__Aim of the task__. Put every line of the records below into a JSON list of strings, one string per line, with blank lines omitted. Leave the pictures out of the list.

__Material provided__.
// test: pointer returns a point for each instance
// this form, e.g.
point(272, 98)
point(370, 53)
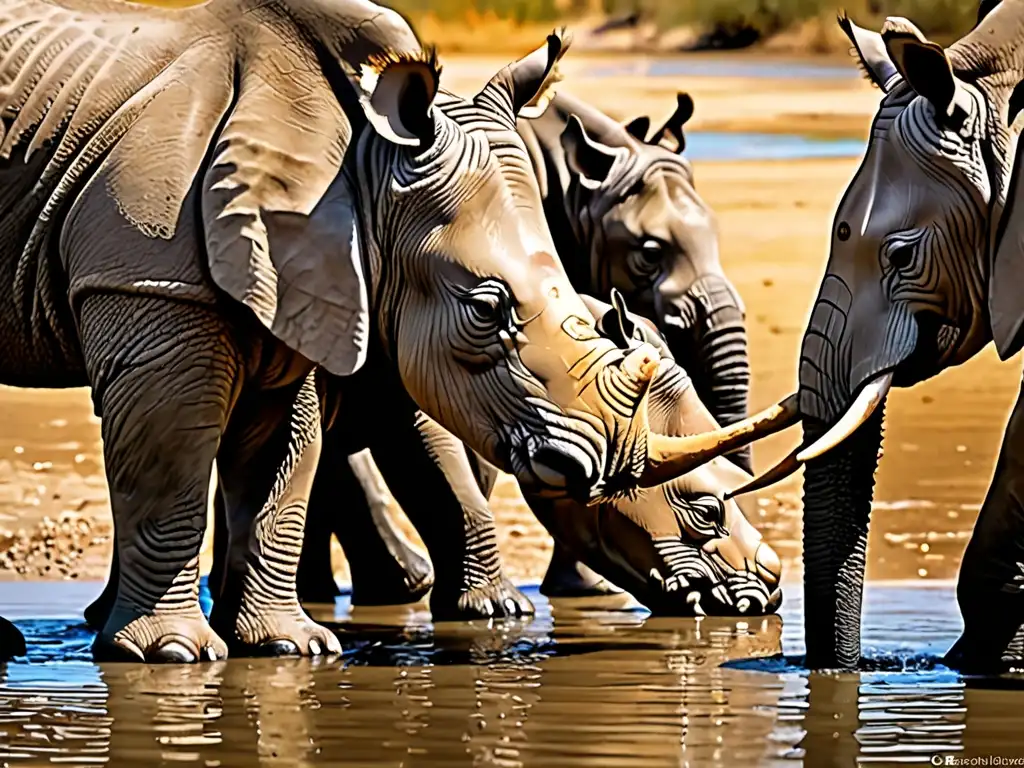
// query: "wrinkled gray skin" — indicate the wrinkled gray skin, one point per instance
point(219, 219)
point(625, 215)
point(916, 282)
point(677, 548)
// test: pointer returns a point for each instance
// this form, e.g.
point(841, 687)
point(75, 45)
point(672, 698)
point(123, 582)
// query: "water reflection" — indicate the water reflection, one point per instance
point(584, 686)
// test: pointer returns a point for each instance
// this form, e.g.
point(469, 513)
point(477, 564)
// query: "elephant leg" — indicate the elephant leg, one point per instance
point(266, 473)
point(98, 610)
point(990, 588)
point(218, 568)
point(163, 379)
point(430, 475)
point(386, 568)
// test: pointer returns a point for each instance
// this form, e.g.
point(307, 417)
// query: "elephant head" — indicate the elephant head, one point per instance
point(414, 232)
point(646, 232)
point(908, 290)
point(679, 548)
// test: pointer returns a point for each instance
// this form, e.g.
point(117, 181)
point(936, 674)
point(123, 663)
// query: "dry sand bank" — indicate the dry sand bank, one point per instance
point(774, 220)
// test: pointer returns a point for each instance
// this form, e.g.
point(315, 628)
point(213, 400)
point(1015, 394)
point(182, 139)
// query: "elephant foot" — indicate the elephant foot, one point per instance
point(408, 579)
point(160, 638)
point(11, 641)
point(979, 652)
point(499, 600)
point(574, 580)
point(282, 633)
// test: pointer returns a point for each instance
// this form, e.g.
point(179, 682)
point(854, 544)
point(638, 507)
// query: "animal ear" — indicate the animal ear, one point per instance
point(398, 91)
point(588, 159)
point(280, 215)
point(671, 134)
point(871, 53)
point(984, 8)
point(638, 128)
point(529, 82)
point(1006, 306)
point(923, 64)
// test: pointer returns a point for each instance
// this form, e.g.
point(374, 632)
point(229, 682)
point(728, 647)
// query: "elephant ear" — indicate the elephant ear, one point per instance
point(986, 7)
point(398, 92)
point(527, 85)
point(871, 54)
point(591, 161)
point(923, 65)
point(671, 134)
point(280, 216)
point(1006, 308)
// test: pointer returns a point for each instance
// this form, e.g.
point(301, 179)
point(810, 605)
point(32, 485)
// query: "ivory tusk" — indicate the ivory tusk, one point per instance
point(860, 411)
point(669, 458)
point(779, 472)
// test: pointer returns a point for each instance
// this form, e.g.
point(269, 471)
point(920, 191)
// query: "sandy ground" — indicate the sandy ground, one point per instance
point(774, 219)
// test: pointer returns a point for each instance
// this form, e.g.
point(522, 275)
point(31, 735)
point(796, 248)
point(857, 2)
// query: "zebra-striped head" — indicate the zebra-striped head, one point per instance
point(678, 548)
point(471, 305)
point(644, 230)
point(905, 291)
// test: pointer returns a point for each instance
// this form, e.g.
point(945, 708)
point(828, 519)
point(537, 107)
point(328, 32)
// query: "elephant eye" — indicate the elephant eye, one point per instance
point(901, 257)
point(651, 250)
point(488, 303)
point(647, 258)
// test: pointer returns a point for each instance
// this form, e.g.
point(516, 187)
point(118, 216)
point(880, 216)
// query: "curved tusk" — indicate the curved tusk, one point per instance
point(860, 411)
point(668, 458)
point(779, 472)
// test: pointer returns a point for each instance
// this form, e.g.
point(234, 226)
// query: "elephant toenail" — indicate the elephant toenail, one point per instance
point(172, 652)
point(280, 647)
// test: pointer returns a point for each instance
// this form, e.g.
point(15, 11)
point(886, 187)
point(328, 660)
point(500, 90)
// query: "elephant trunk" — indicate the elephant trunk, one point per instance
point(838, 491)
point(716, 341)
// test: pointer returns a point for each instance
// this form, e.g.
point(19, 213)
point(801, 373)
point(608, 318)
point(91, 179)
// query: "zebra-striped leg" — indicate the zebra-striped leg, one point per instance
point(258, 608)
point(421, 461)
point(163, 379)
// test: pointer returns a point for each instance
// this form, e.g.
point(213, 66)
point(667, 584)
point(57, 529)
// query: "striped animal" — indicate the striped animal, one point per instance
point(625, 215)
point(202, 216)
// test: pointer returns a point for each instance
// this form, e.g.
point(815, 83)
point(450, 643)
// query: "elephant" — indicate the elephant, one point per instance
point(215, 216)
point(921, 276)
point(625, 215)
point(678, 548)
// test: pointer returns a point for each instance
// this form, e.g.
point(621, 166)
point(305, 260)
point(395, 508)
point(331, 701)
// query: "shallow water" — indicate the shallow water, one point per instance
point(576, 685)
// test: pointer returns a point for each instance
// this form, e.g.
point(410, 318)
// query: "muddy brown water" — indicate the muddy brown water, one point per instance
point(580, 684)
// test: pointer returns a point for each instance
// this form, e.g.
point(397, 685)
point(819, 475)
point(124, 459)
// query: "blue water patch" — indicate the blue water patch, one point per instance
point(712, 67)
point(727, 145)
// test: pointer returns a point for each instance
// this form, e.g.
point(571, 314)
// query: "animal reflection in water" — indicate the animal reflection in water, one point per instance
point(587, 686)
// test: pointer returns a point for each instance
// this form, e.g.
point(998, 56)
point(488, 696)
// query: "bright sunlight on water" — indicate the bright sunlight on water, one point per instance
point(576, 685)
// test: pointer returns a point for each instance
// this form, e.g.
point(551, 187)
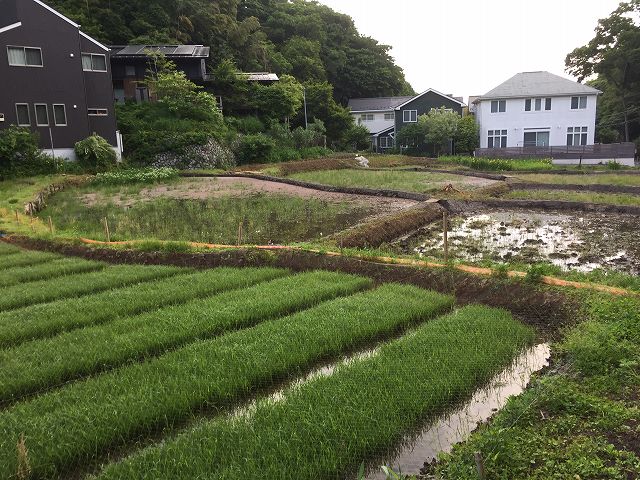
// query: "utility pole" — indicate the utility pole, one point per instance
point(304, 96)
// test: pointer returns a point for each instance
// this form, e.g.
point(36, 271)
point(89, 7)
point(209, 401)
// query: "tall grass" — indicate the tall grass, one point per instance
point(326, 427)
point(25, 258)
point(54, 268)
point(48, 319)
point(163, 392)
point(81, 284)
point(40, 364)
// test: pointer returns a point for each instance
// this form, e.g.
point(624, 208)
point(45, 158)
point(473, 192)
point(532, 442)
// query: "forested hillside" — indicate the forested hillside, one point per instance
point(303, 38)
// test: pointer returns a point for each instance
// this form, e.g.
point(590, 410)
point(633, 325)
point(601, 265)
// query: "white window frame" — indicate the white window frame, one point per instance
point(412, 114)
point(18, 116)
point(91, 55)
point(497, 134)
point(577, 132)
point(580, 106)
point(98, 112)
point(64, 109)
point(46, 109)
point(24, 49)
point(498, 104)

__Response__.
[
  "// test: pointer returns a point for each instance",
  "// this form, e.g.",
  "point(272, 98)",
  "point(370, 53)",
  "// query: \"wrinkled gray skin\" — indicate the wrinkled gray skin, one point per instance",
  "point(219, 219)",
  "point(625, 215)",
  "point(916, 282)",
  "point(677, 548)",
  "// test: pointer returns a point for each instance",
  "// this form, e.g.",
  "point(841, 687)",
  "point(75, 45)",
  "point(672, 698)",
  "point(123, 582)",
  "// query: \"water reflection\" — indicate the water reflection, one point per instance",
  "point(584, 686)",
  "// test: pointer returns a point for each instance",
  "// this form, e.g.",
  "point(469, 513)",
  "point(477, 564)",
  "// query: \"elephant leg\" — indicate the elephant leg, one point per instance",
  "point(266, 473)",
  "point(98, 610)",
  "point(990, 588)",
  "point(218, 568)",
  "point(163, 379)",
  "point(430, 475)",
  "point(386, 568)",
  "// test: pointer returns a point for each instance",
  "// this form, e.g.",
  "point(307, 417)",
  "// query: \"elephant head\" — indicate the elephant head, one point per instance",
  "point(414, 232)",
  "point(646, 232)",
  "point(908, 290)",
  "point(679, 548)",
  "// test: pointer returns a point for each instance",
  "// this form, e.g.",
  "point(117, 181)",
  "point(936, 674)",
  "point(123, 663)",
  "// query: \"dry sand bank\" — indicate the dry sand bank, one point per instance",
  "point(774, 220)",
  "// test: pointer returns a point for each instance",
  "// this form, e.g.",
  "point(315, 628)",
  "point(213, 400)",
  "point(1015, 394)",
  "point(182, 139)",
  "// query: \"elephant foot\" — indicate the elephant foot, one point per instance",
  "point(408, 579)",
  "point(160, 638)",
  "point(11, 641)",
  "point(979, 652)",
  "point(499, 600)",
  "point(574, 580)",
  "point(282, 633)",
  "// test: pointer returns a point for each instance",
  "// this form, e.g.",
  "point(179, 682)",
  "point(854, 544)",
  "point(638, 507)",
  "// query: \"animal ear\" — indicate the animal ear, one point per instance",
  "point(398, 91)",
  "point(588, 159)",
  "point(280, 215)",
  "point(671, 134)",
  "point(871, 53)",
  "point(984, 8)",
  "point(638, 128)",
  "point(529, 82)",
  "point(1006, 306)",
  "point(923, 64)",
  "// test: pointer returns a point for each instance",
  "// this form, e.g.",
  "point(374, 632)",
  "point(229, 682)",
  "point(728, 647)",
  "// query: \"elephant ear\" — indicate the elephant ear, one point per instance",
  "point(986, 7)",
  "point(398, 92)",
  "point(527, 85)",
  "point(871, 54)",
  "point(591, 161)",
  "point(923, 65)",
  "point(671, 134)",
  "point(280, 216)",
  "point(1006, 308)",
  "// test: pointer returns a point for each instance",
  "// this form, e.g.",
  "point(301, 179)",
  "point(810, 605)",
  "point(32, 485)",
  "// query: \"ivory tusk\" — indicate the ivory tusk, one point per instance",
  "point(860, 411)",
  "point(669, 458)",
  "point(779, 472)",
  "// test: pointer returns a point for each instance",
  "// this form, e.g.",
  "point(269, 471)",
  "point(920, 191)",
  "// query: \"sandy ground\" — indicate the sandy ground, one point per instance",
  "point(774, 219)",
  "// test: pointer returns a point for each instance",
  "// this form, e.g.",
  "point(522, 275)",
  "point(31, 735)",
  "point(796, 248)",
  "point(857, 2)",
  "// query: \"zebra-striped head\" — indicate the zebra-striped head, one point per instance",
  "point(678, 548)",
  "point(471, 305)",
  "point(644, 230)",
  "point(905, 291)",
  "// test: pointer returns a point for each instance",
  "// this form, e.g.",
  "point(945, 708)",
  "point(828, 519)",
  "point(537, 107)",
  "point(328, 32)",
  "// query: \"elephant eye\" — indicate the elephant eye, one point per instance",
  "point(901, 257)",
  "point(651, 250)",
  "point(488, 303)",
  "point(647, 258)",
  "// test: pointer returns a point for each instance",
  "// this form, e.g.",
  "point(516, 187)",
  "point(118, 216)",
  "point(880, 216)",
  "// query: \"curved tusk\" — indicate the curved tusk, one point per instance",
  "point(860, 411)",
  "point(668, 458)",
  "point(779, 472)",
  "// test: pointer returns a point for each instance",
  "// this form, e.g.",
  "point(234, 226)",
  "// query: \"elephant toenail\" — indicate the elephant toenail, one point per instance",
  "point(172, 652)",
  "point(280, 647)",
  "// test: pointer returns a point for each instance",
  "// this form, e.g.",
  "point(15, 11)",
  "point(886, 187)",
  "point(328, 660)",
  "point(500, 90)",
  "// query: \"elephant trunk\" — indicate the elephant trunk, one point per instance",
  "point(838, 491)",
  "point(716, 341)",
  "// test: pointer returns a point for each instance",
  "// this form, e.g.",
  "point(19, 213)",
  "point(801, 373)",
  "point(608, 318)",
  "point(91, 179)",
  "// query: \"zebra-striped leg\" — indicate the zebra-striped leg, one point per instance",
  "point(258, 608)",
  "point(421, 461)",
  "point(163, 379)",
  "// test: pointer returns a point for each instance",
  "// this form, e.g.",
  "point(213, 66)",
  "point(667, 584)",
  "point(57, 529)",
  "// query: \"striped animal\" — indicate the striped animal, one point per instance",
  "point(625, 215)",
  "point(202, 216)",
  "// test: pointer returns a point for each instance",
  "// this form, e.g.",
  "point(815, 83)",
  "point(450, 643)",
  "// query: \"elephant\" — indicate the elephant, one point per instance",
  "point(215, 216)",
  "point(921, 276)",
  "point(625, 215)",
  "point(678, 548)",
  "// test: pointer returns a point for each instance",
  "// this form, e.g.",
  "point(621, 166)",
  "point(305, 260)",
  "point(395, 508)",
  "point(331, 701)",
  "// query: \"shallow water\" — indicate the shallow water, one point per instance",
  "point(576, 685)",
  "// test: pointer returns a point for each instance",
  "// this form, e.g.",
  "point(410, 318)",
  "// query: \"muddy brown water\" — indicate the muddy brown water, one point per instance",
  "point(580, 684)",
  "// test: pointer returns a point for each instance",
  "// this form, e.g.",
  "point(397, 685)",
  "point(819, 475)",
  "point(124, 459)",
  "// query: \"blue water patch\" — indicate the blue water patch, one point per instance",
  "point(712, 67)",
  "point(727, 145)",
  "// test: pointer returns a point for each instance",
  "// this form, e.g.",
  "point(571, 314)",
  "// query: \"animal reflection in water\" — indicate the animal reflection in water, one point per instance",
  "point(587, 686)",
  "// test: pointer returns a point for each instance",
  "// this form, e.g.",
  "point(998, 56)",
  "point(488, 696)",
  "// query: \"bright sunlight on water\" — indicate the bright sunlight on water, one point per instance",
  "point(576, 685)",
  "// test: pointer returns a point for each instance",
  "// this form, e.g.",
  "point(551, 187)",
  "// query: \"utility pole\" — indicate the utility pole, one point per instance",
  "point(304, 96)",
  "// test: pointer returns a point for each instance",
  "// this form, e.g.",
  "point(36, 271)",
  "point(89, 7)",
  "point(209, 401)",
  "// query: \"tall grass\" — indicate the tall grass, one point per instance",
  "point(326, 427)",
  "point(25, 258)",
  "point(54, 268)",
  "point(48, 319)",
  "point(163, 392)",
  "point(81, 284)",
  "point(40, 364)",
  "// test: pointer returns a point for each instance",
  "// this form, e.g.",
  "point(624, 208)",
  "point(45, 158)",
  "point(473, 192)",
  "point(532, 442)",
  "// query: \"forested hillside\" — indicate the forested hillside, one point per instance",
  "point(303, 38)",
  "// test: pointer returns a point for each instance",
  "// this form, e.g.",
  "point(590, 410)",
  "point(633, 325)",
  "point(601, 265)",
  "// query: \"white window frame\" — indicate the white window frame, one point per instance",
  "point(412, 114)",
  "point(18, 116)",
  "point(91, 55)",
  "point(497, 134)",
  "point(577, 132)",
  "point(580, 106)",
  "point(98, 112)",
  "point(64, 109)",
  "point(46, 109)",
  "point(24, 49)",
  "point(498, 104)"
]